Aufgabenstellung – Gib aus dem Text über Pamuks Eröffnungsrede den Abschnitt zwischen „Ein Land, zwei“ und „Aushängeschild zu widersprechen.“ wortgetreu aus, beide Stellen eingeschlossen.

Mittwoch, 15. Oktober 2008

Ein Land, zwei Reden und viele Fragen

Orhan Pamuk hat in seiner Eröffnungsrede zur 60. Frankfurter Buchmesse auf die in der Türkei nach wie vor herrschenden Demokratiemängel hingewiesen. Der ebenfalls anwesenden Staatspräsident Gül beeilte sich, seinem Aushängeschild zu widersprechen.

Orhan Pamuk hat die literarische Eröffnungsrede der 60. Frankfurter Buchmesse gehalten. In seiner Ansprache las Pamuk dem türkischen Staat die Leviten und forderte ein Ende der Repressalien, die sich gegen die Grundrechte der Meinungs- und Informationsfreiheit richten

Hier ein Auszug aus Pamuks Rede:
“Das Verbieten und Verbrennen von Büchern, das Ermorden, Inhaftieren von Autoren, das Darstellen als Vaterlandsverräter und die Erniedrigung von Autoren in der Presse haben die türkische Kultur im letzten Jahrhundert nicht bereichert, sondern verarmen lassen. Die Angewohnheit des Staates, Autoren und Bücher zu bestrafen, wird immer noch praktiziert. Hunderte Autoren werden wie ich mithilfe des Paragrafen 301vor Gericht gestellt und verurteilt. Bei der Arbeit an dem Roman den ich in diesem Jahr veröffentlicht habe, musste ich mir alte türkische Filme ansehen und schöne alte Lieder anhören. Dies konnte ich auf einfache Art mit Youtube erledigen. Dies kann ich nun nicht mehr tun. Denn Youtube und hunderte andere türkische und internationale Webseiten sind den in der Türkei lebenden Menschen aus politischen Gründen verboten. Die Inhaber der politischen Macht mögen mit diesen Repressalien zufrieden sein. Aber wir Autoren, Publizisten, Künstler und alle, die die türkische Kultur erschaffen und die beobachten, wie unsere Kultur und Literatur auf der ganzen Welt bekannt ist, verstehen dies nicht. Aber man darf nicht glauben, dass der Eifer von uns Autoren und Publizisten dadurch gebrochen wäre. Die türkische Verlagsszene ist in den vergangenen 15 Jahren mit einer erstaunlichen Geschwindigkeit gewachsen und reicher geworden. Heute werden in der Türkei mehr Bücher denn je herausgegeben.”

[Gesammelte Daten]
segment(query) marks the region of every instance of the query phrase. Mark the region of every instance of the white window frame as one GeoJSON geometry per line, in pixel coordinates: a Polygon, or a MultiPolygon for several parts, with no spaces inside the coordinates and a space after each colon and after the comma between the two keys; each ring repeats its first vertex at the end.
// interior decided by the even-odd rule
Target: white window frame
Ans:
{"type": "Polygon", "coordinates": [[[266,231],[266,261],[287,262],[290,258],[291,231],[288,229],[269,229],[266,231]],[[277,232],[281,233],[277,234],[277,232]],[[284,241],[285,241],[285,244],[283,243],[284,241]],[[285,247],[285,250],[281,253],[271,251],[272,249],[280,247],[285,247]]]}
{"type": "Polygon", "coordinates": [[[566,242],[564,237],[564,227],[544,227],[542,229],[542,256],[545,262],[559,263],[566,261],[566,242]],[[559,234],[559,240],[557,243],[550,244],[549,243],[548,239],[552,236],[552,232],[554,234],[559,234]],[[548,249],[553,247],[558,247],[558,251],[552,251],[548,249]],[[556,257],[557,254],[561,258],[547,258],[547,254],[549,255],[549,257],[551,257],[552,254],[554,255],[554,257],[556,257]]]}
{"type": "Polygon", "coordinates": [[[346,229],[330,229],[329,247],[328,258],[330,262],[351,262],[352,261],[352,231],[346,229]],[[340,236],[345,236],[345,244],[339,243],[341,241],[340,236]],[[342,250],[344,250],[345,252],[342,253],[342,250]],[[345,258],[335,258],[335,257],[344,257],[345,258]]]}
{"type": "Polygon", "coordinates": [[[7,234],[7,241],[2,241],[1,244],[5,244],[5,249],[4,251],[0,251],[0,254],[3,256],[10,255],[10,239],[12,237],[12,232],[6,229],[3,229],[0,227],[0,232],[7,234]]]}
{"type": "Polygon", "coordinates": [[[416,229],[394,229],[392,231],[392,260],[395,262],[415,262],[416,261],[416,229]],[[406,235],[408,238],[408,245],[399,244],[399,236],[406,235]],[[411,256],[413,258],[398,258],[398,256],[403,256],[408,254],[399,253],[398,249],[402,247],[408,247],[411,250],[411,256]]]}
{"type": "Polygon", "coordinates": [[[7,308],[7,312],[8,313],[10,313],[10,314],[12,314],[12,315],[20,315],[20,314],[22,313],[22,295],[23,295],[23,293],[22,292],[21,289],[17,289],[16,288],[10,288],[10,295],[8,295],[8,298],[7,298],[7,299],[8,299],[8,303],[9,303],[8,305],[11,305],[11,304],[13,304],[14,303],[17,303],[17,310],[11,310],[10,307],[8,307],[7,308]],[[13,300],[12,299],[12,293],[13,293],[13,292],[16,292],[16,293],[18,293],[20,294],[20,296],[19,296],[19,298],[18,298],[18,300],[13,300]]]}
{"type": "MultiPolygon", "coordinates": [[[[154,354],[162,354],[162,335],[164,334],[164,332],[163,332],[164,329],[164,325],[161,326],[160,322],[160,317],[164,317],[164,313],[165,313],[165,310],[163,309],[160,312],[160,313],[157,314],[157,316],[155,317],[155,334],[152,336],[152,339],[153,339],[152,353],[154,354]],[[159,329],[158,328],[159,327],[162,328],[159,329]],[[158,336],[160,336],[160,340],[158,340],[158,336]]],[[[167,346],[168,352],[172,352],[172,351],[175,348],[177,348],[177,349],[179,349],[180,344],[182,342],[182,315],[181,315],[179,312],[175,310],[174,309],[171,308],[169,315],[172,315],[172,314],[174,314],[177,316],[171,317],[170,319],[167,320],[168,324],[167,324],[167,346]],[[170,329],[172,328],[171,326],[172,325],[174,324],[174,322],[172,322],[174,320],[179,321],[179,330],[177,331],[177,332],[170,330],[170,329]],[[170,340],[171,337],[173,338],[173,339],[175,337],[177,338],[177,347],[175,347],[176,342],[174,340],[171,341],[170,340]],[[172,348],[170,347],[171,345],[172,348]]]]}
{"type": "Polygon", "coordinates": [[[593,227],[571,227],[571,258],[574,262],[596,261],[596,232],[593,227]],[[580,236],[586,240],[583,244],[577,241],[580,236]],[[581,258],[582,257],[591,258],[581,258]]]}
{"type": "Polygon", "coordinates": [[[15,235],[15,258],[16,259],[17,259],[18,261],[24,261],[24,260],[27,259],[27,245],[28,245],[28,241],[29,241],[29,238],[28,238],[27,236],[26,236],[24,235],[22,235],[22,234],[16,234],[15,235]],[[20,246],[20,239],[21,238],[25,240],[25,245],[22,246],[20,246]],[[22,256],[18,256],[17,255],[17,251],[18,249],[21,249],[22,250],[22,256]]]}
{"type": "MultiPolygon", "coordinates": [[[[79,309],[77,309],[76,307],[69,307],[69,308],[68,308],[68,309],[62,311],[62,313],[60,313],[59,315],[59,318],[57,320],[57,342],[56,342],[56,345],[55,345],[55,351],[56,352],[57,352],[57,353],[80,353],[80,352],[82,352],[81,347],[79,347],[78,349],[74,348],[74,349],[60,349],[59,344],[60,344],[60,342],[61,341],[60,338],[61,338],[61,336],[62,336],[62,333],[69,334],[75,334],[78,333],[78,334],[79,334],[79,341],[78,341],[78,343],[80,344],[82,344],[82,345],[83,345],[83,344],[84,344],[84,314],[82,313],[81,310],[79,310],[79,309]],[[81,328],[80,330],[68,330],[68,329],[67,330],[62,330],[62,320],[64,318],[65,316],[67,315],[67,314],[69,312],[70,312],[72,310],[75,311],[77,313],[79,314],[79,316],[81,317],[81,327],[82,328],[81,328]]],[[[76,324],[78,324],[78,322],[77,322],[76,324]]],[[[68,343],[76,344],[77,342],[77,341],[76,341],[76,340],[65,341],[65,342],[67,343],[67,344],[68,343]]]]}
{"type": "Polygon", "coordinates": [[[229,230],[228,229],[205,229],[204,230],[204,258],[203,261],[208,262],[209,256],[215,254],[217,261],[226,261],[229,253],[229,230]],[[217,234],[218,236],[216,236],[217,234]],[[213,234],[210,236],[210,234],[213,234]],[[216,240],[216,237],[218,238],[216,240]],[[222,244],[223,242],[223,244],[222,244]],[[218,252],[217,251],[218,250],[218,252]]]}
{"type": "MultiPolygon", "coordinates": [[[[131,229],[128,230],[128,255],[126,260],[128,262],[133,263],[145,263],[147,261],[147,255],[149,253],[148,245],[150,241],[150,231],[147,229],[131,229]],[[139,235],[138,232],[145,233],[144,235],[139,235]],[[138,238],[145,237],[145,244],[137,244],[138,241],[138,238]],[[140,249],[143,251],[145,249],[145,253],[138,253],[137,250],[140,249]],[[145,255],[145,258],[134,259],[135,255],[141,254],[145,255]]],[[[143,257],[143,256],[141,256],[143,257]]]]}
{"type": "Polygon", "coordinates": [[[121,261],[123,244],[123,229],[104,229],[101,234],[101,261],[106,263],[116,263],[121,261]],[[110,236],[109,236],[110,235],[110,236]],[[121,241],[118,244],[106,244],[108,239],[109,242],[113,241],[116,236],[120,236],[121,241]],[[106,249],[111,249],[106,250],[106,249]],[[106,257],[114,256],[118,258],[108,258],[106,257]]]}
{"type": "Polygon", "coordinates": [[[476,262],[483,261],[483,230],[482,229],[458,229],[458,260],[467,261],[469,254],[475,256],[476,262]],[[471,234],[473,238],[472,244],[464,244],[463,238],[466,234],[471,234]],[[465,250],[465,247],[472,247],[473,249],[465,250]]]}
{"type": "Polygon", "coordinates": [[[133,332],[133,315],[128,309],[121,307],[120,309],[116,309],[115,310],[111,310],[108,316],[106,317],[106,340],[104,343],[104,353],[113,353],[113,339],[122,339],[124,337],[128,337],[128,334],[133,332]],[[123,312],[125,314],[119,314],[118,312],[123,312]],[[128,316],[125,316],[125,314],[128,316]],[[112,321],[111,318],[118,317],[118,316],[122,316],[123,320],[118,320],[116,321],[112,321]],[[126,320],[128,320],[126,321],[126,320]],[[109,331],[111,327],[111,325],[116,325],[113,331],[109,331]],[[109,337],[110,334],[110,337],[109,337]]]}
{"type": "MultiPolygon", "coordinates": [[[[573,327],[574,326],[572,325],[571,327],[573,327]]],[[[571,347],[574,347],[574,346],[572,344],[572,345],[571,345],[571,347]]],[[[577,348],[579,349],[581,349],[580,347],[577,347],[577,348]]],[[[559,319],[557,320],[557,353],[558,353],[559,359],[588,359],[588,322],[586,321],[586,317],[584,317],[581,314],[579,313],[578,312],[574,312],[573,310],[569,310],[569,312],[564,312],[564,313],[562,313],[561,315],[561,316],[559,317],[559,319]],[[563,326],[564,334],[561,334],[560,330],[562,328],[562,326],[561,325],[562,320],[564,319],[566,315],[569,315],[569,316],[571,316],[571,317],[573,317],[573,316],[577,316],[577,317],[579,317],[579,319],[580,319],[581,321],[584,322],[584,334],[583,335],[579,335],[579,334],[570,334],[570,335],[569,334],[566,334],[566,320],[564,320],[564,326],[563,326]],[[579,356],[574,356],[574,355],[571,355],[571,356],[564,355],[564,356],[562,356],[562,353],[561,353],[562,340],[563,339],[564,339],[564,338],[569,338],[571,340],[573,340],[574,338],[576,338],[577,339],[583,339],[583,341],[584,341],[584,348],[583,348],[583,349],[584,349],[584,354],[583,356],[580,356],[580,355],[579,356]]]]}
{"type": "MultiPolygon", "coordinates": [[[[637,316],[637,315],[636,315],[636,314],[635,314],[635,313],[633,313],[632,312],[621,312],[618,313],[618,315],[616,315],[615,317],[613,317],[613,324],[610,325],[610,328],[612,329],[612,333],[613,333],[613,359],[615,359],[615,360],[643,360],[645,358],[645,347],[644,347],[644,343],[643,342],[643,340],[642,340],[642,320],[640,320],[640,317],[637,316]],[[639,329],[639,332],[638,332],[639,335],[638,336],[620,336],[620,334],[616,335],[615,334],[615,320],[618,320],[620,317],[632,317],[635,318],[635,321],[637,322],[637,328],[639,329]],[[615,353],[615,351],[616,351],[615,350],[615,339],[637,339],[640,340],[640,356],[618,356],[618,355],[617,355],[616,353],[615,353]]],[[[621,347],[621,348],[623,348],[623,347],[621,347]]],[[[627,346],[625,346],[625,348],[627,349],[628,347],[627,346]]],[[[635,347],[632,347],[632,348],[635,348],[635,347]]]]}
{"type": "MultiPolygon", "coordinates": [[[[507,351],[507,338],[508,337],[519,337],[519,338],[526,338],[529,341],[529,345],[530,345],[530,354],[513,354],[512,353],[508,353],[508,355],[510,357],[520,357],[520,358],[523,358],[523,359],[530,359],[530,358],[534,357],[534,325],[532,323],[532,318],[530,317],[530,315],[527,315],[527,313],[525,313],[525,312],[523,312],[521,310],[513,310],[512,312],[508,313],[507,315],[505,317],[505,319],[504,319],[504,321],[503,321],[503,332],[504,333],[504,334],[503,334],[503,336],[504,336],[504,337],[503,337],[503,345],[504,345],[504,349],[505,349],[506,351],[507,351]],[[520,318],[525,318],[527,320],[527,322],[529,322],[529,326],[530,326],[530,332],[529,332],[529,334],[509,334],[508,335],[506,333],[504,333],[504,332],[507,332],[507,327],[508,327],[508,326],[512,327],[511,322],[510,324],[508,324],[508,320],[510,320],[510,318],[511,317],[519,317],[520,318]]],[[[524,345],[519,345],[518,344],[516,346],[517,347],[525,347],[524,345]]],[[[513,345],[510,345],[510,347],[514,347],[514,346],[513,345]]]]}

Ergebnis der Übung –
Ein Land, zwei Reden und viele Fragen

Orhan Pamuk hat in seiner Eröffnungsrede zur 60. Frankfurter Buchmesse auf die in der Türkei nach wie vor herrschenden Demokratiemängel hingewiesen. Der ebenfalls anwesenden Staatspräsident Gül beeilte sich, seinem Aushängeschild zu widersprechen.